**WHAT THIS TASK INVOLVES**
Pick out every line in the data below that contains the string "leaf" and copy each one. Treat uppercase and lowercase letters as different.
>>
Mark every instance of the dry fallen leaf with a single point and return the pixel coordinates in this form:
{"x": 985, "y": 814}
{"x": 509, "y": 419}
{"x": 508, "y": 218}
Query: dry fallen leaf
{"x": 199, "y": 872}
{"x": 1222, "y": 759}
<<
**RESPONSE TO THE TASK**
Mark every instance of the dry fallen leaf with a single point and return the pixel coordinates in this form:
Query: dry fallen leaf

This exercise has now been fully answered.